To do:
**A.** Output the part of the passage on crowdfunding in India that opens with the words containing "And now, squeezing" and closes with "their creative pursuits.".
**B.** Finish out the next part of the passage on internet use and crowdfunding in India, picking up after its last sentence.

Supplied passage:
════════

Ten years ago, the internet wasn’t what it is now. We used a slow dial-up modem connection to watch movies, listen to music, send emails and Google information for our assignments. In 2010, a mere 7.5% of people in India were regular internet users. As 2017 rolls to a close, 35% of Indians use the internet every day, including over 165 million people in rural India, partly owing to mobile bills that have become ridiculously affordable as compared to 10 years ago. Today, India is only behind China with the world’s largest population of internet users.
Now, all our tasks and chores are at our fingertips. We’re glued to the internet on the go, all day long. We stay in touch with friends and family, shop for clothes or groceries, fix an appointment with a doctor, book air tickets, read the news, send and receive money…the list is virtually endless, including everything a person may do on an ordinary day, and then some.
And now, squeezing into the chaos of scrolling and pinging is philanthropy. Giving is also quickly going digital, with the onset of crowdfunding.
The crowdfunding difference
Crowdfunding has been a popular trend in western countries for a few years now, and India is catching up quickly. Many fundraisers on Indian crowdfunding platforms are created by NGOs for projects that work towards eradicating poverty, malnutrition and strive for education, happiness and high quality of living. Other campaigners strive to raise funds for their medical treatments, emergencies and many manage to raise lakhs of rupees in weeks with the support of a network of donors starting with family and friends and spreading out as individuals share their story on social media. Some choose to crowdfund for their creative pursuits.
Crowdfunding operates entirely on the internet, bringing together campaigners who need help with their causes and donors who are willing to give from anywhere around the world on a single platform. Campaigners who require monetary assistance for any project; whether that’s community development, education, medical bills, and so on, can voice their stories on this platform. Through a consistent presence on social media, they can find and approach a network of supporters and donors who relate to their cause. Donors can find these fundraisers on their social media, shared by their friends and family, or they can sift through fundraisers, read stories and safely make any contribution they wish to.

════════

Items from a data source:
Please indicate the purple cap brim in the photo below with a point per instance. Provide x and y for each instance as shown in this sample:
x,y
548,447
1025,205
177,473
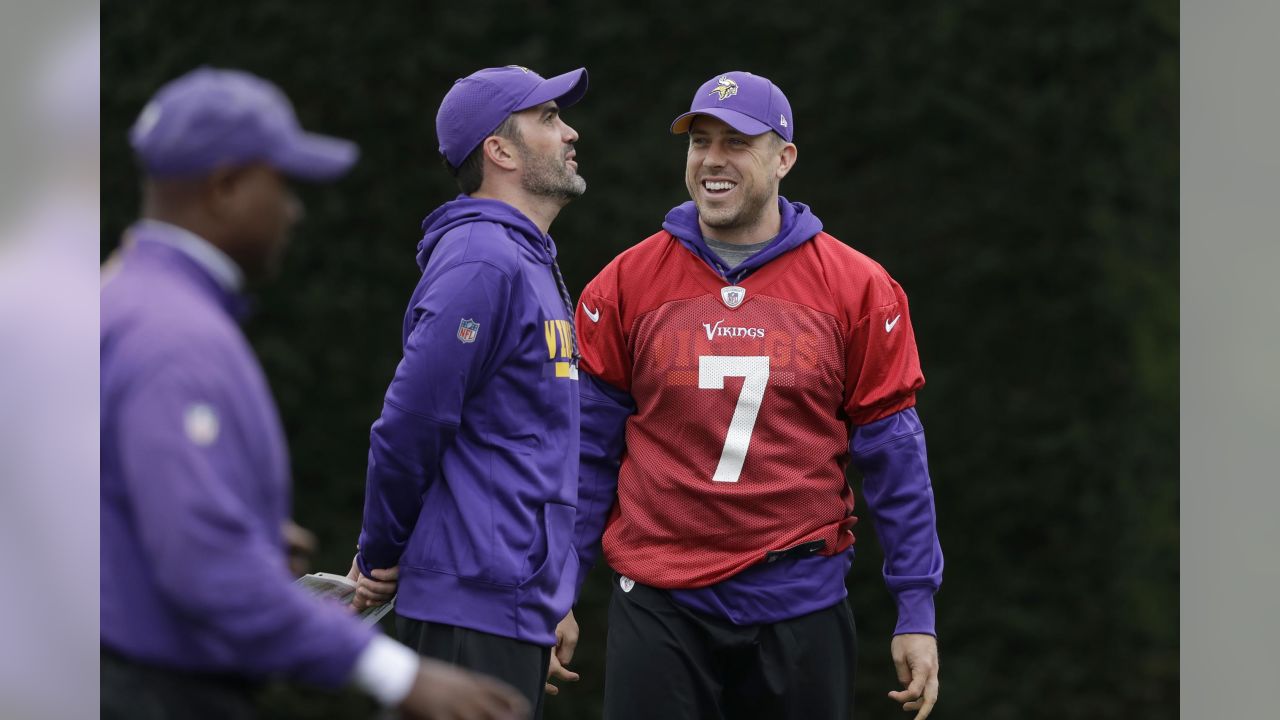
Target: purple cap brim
x,y
315,156
737,121
565,90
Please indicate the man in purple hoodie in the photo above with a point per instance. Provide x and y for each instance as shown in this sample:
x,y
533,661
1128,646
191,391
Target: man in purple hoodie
x,y
472,465
734,364
197,606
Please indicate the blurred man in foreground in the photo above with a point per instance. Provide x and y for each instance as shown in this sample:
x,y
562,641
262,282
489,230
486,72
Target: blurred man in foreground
x,y
196,600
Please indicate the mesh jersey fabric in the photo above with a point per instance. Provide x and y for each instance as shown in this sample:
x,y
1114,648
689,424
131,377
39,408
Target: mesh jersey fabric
x,y
740,438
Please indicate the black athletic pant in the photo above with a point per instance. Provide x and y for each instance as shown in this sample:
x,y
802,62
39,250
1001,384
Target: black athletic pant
x,y
668,662
519,664
131,691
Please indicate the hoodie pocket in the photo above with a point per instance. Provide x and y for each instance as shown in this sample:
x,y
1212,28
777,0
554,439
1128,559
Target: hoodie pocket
x,y
547,560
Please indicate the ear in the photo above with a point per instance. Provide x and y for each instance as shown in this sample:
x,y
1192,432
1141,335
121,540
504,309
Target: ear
x,y
786,159
219,190
499,151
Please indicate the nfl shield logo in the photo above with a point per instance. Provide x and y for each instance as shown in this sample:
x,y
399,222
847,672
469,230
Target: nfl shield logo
x,y
467,331
732,295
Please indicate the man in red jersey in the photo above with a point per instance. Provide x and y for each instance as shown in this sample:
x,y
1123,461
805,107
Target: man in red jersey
x,y
735,363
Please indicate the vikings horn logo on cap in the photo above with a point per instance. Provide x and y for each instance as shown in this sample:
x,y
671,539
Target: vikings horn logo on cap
x,y
725,87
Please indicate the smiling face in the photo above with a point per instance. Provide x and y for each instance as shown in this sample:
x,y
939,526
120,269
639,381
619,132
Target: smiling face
x,y
734,177
545,146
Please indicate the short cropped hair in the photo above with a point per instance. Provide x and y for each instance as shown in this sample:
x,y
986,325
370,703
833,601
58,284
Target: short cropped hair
x,y
470,173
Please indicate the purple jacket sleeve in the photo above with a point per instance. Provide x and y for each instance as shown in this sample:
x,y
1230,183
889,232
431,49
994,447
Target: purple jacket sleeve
x,y
208,520
604,418
890,452
443,363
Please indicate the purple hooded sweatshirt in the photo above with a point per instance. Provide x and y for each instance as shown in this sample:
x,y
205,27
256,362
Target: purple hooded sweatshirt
x,y
195,484
472,465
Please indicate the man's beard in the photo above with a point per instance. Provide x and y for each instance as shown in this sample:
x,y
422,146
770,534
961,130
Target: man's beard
x,y
549,177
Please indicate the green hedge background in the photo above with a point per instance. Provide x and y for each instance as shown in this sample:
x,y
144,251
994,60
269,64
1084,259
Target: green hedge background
x,y
1013,164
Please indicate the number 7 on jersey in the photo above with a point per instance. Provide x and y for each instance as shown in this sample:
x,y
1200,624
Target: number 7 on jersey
x,y
754,370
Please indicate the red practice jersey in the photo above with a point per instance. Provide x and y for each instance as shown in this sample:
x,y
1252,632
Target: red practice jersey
x,y
744,400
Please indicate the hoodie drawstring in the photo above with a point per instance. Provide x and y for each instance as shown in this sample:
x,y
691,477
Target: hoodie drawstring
x,y
568,308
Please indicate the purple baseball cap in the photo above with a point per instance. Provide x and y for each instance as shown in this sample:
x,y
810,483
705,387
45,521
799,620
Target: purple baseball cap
x,y
479,103
211,118
749,104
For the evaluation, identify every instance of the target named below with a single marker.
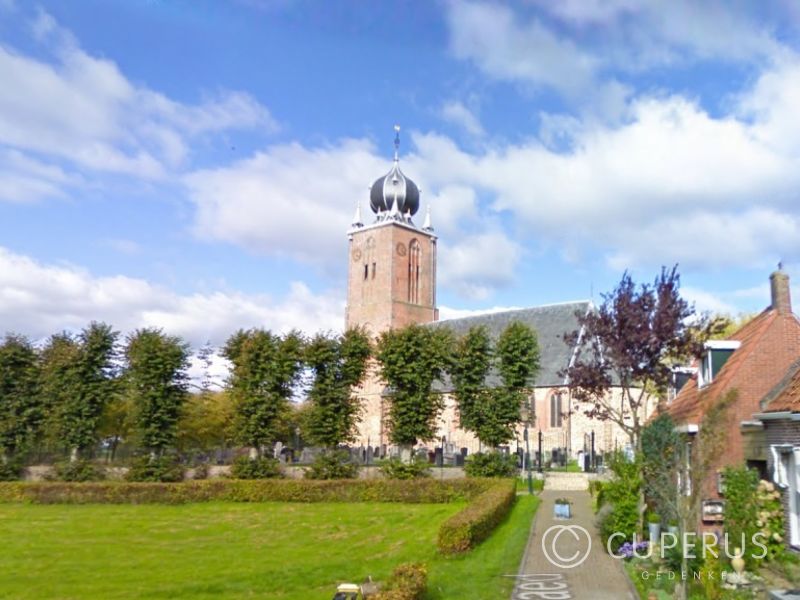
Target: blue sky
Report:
(195, 165)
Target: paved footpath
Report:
(597, 577)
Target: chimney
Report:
(779, 286)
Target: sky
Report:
(194, 165)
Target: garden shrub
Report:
(332, 465)
(491, 464)
(79, 470)
(408, 582)
(619, 501)
(245, 467)
(10, 471)
(395, 468)
(769, 511)
(475, 523)
(201, 471)
(740, 514)
(229, 490)
(162, 469)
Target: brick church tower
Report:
(392, 261)
(391, 279)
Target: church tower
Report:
(392, 261)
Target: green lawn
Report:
(225, 550)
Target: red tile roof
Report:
(691, 403)
(785, 397)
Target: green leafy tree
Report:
(411, 359)
(472, 363)
(339, 364)
(156, 379)
(206, 422)
(661, 448)
(492, 413)
(266, 368)
(58, 383)
(85, 370)
(20, 401)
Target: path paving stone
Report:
(597, 577)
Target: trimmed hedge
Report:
(234, 490)
(408, 582)
(475, 523)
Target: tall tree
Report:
(518, 363)
(88, 385)
(156, 377)
(492, 413)
(20, 401)
(266, 368)
(631, 341)
(472, 363)
(339, 364)
(411, 360)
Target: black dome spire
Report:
(394, 193)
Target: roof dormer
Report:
(716, 353)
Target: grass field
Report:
(224, 550)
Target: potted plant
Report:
(654, 526)
(562, 508)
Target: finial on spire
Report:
(426, 226)
(357, 222)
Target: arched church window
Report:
(414, 253)
(555, 410)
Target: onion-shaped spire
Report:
(394, 193)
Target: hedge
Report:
(234, 490)
(475, 523)
(408, 582)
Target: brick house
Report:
(749, 364)
(781, 420)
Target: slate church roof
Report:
(550, 322)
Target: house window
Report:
(716, 354)
(555, 410)
(787, 476)
(794, 500)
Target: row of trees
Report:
(79, 390)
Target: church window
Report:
(414, 253)
(555, 410)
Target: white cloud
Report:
(79, 112)
(672, 184)
(489, 35)
(707, 302)
(39, 299)
(446, 312)
(476, 264)
(457, 113)
(287, 200)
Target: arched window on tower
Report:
(414, 253)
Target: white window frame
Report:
(794, 497)
(786, 475)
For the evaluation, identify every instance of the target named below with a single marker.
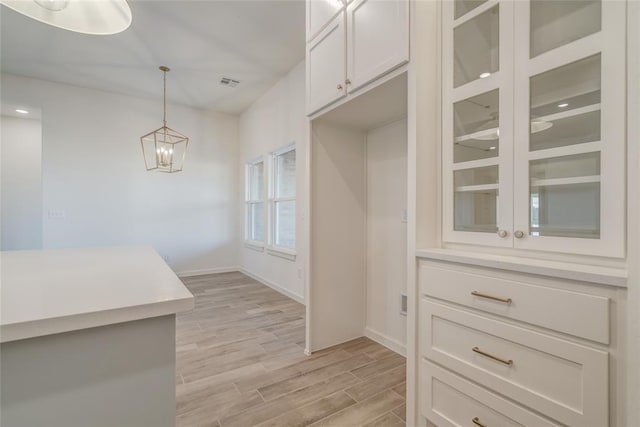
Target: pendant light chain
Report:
(164, 149)
(164, 114)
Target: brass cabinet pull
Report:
(481, 295)
(491, 356)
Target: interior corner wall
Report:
(338, 235)
(275, 120)
(387, 234)
(21, 192)
(95, 182)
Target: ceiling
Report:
(255, 42)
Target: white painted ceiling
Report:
(255, 42)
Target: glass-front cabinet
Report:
(533, 124)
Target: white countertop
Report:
(46, 292)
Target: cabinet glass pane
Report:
(475, 202)
(559, 22)
(565, 196)
(476, 127)
(464, 6)
(476, 46)
(565, 105)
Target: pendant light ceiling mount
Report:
(104, 17)
(164, 149)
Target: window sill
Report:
(282, 253)
(253, 245)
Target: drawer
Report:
(582, 315)
(566, 381)
(449, 400)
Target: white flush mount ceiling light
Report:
(97, 17)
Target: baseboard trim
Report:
(191, 273)
(390, 343)
(274, 286)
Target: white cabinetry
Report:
(533, 125)
(377, 39)
(363, 41)
(326, 66)
(543, 343)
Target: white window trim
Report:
(272, 248)
(257, 245)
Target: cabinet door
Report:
(477, 127)
(377, 39)
(326, 66)
(320, 13)
(569, 121)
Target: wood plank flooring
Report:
(240, 362)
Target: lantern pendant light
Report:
(164, 149)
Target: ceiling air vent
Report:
(226, 81)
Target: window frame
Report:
(249, 202)
(273, 199)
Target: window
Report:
(283, 200)
(254, 202)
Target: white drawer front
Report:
(449, 400)
(566, 381)
(574, 313)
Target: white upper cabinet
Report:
(375, 40)
(533, 125)
(320, 13)
(326, 66)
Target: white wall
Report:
(21, 141)
(336, 310)
(386, 233)
(277, 119)
(93, 172)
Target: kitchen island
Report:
(88, 337)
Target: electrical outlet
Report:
(404, 216)
(403, 303)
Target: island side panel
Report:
(116, 375)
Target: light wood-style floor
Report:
(240, 363)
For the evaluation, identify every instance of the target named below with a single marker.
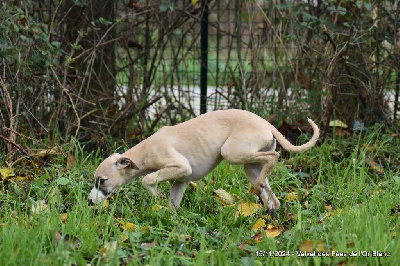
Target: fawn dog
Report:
(190, 150)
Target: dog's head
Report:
(114, 171)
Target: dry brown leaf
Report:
(109, 248)
(224, 197)
(14, 214)
(273, 231)
(193, 185)
(245, 208)
(260, 223)
(71, 161)
(64, 217)
(147, 245)
(374, 166)
(123, 238)
(6, 173)
(311, 245)
(291, 196)
(328, 207)
(157, 207)
(39, 207)
(127, 226)
(243, 247)
(47, 152)
(337, 123)
(105, 204)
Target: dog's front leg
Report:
(165, 174)
(176, 195)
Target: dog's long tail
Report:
(292, 148)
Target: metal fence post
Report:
(204, 57)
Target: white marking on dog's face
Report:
(114, 171)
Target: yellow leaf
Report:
(147, 245)
(105, 204)
(337, 123)
(109, 248)
(291, 196)
(145, 229)
(127, 226)
(64, 217)
(245, 209)
(224, 197)
(193, 185)
(273, 231)
(123, 238)
(311, 245)
(328, 207)
(6, 173)
(157, 207)
(260, 223)
(39, 206)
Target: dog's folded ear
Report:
(124, 162)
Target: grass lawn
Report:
(338, 198)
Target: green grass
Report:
(364, 216)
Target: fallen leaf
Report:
(47, 152)
(127, 226)
(243, 247)
(245, 209)
(6, 173)
(39, 207)
(186, 237)
(109, 248)
(193, 185)
(260, 223)
(14, 214)
(147, 245)
(311, 245)
(158, 207)
(224, 197)
(123, 238)
(64, 217)
(291, 196)
(374, 166)
(342, 132)
(273, 231)
(337, 123)
(71, 161)
(105, 204)
(75, 242)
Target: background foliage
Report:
(91, 69)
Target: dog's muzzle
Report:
(96, 196)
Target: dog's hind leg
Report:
(179, 169)
(176, 194)
(255, 173)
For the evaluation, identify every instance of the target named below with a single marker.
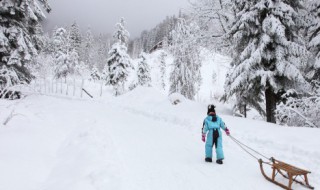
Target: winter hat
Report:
(211, 108)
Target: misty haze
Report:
(159, 94)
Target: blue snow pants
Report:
(214, 136)
(214, 141)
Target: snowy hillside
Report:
(213, 73)
(137, 141)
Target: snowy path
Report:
(76, 144)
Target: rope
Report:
(245, 147)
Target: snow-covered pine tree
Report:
(75, 37)
(118, 61)
(87, 54)
(61, 50)
(314, 38)
(19, 38)
(268, 49)
(121, 35)
(163, 68)
(185, 77)
(143, 72)
(95, 75)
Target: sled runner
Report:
(286, 170)
(278, 167)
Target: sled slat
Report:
(291, 173)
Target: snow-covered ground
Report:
(137, 141)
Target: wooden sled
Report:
(288, 171)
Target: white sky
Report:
(101, 15)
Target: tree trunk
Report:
(271, 104)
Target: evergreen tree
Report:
(185, 77)
(118, 61)
(121, 35)
(88, 49)
(20, 38)
(143, 71)
(75, 37)
(163, 68)
(314, 38)
(268, 51)
(61, 51)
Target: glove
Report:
(203, 137)
(227, 131)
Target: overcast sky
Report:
(102, 15)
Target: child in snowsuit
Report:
(211, 128)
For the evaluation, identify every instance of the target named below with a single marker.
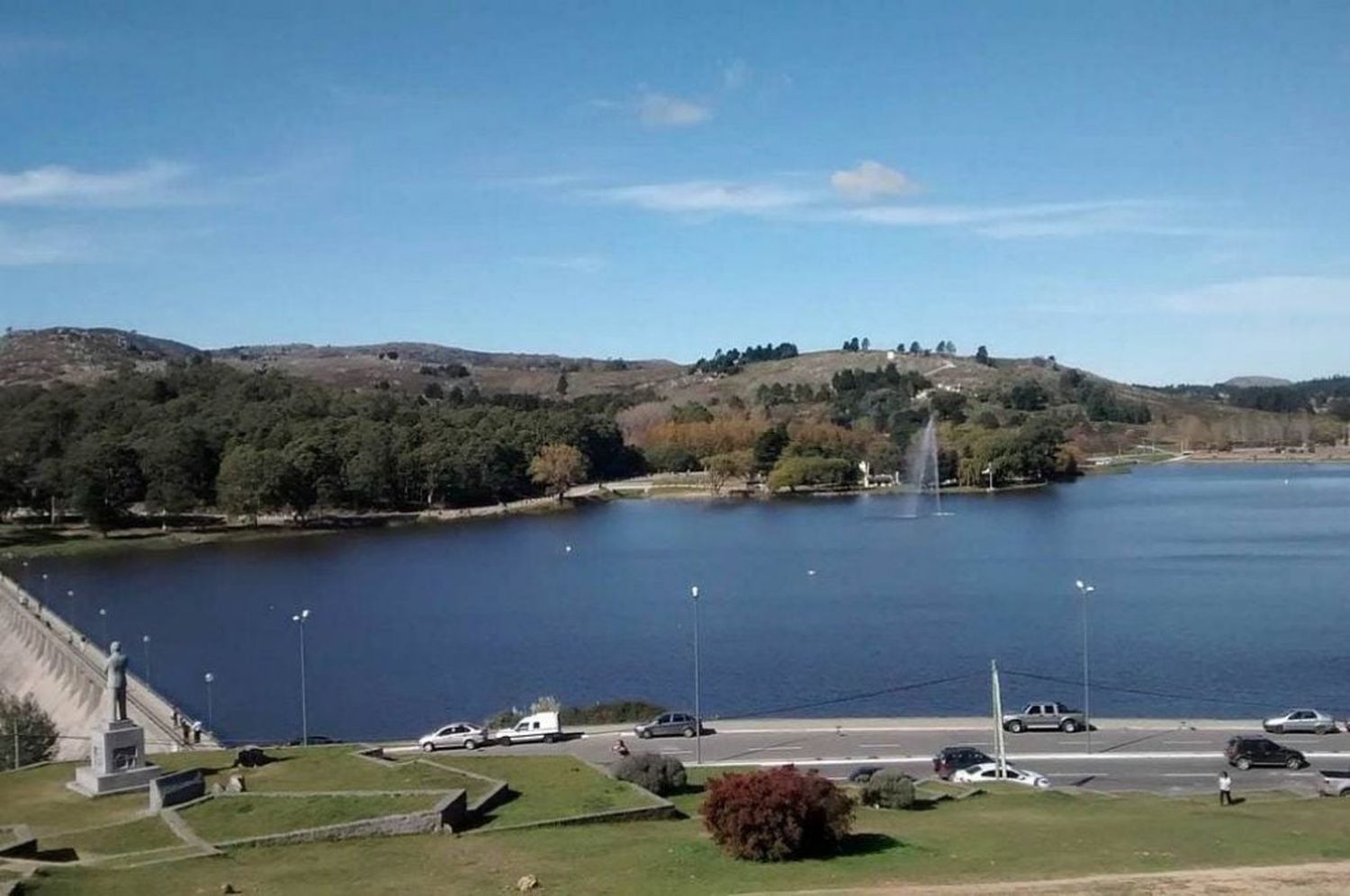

════════

Task-by-task results:
**A.**
And now, squeezing into the chaos of scrolling and pinging is philanthropy. Giving is also quickly going digital, with the onset of crowdfunding.
The crowdfunding difference
Crowdfunding has been a popular trend in western countries for a few years now, and India is catching up quickly. Many fundraisers on Indian crowdfunding platforms are created by NGOs for projects that work towards eradicating poverty, malnutrition and strive for education, happiness and high quality of living. Other campaigners strive to raise funds for their medical treatments, emergencies and many manage to raise lakhs of rupees in weeks with the support of a network of donors starting with family and friends and spreading out as individuals share their story on social media. Some choose to crowdfund for their creative pursuits.

**B.**
The benefits of going digital
Giving going digital is positive for both campaigners and donors. Why? Primarily, simply because it’s convenient and cheap – this is why everyone has switched most of their offline activities to the online space. Why not do the same with giving? Campaigners and donors can interact with each other on their devices at any time. Secondly, it’s safe. Crowdfunding platforms are a safe place to put your money and the process is always crystal clear. Thirdly, donors can act urgently. Campaigners have a chance to prove their authenticity and share their stories in detail, which donors can scrutinize before choosing to give their immediate, emotional support.
This is how giving has made its presence on the world wide web, and people love it. They love reading stories and watching videos about campaigners and their projects. Unlike other internet-related tasks people focus on throughout the day, like surfing through Instagram or reading the news, people often stumble upon stories of campaigners and on being moved, choose to give their monetary support as a result of being moved by the story.
Crowdfunding has been tried and tested for years now, and it has yielded great results, both in India and abroad. Campaigners who are new to the concept are given support and assistance from the team at the platform they choose to use from step one, till the end. Youth today is growing more aware and concerned of social issues that plague the country and made have turned to crowdfunding for causes they care about, setting an example for all communities to give without any reason except human empathy and goodwill, and to do it smartly and effectively, giving direct aid rather than long-drawn assistance that may be too late to make a dent.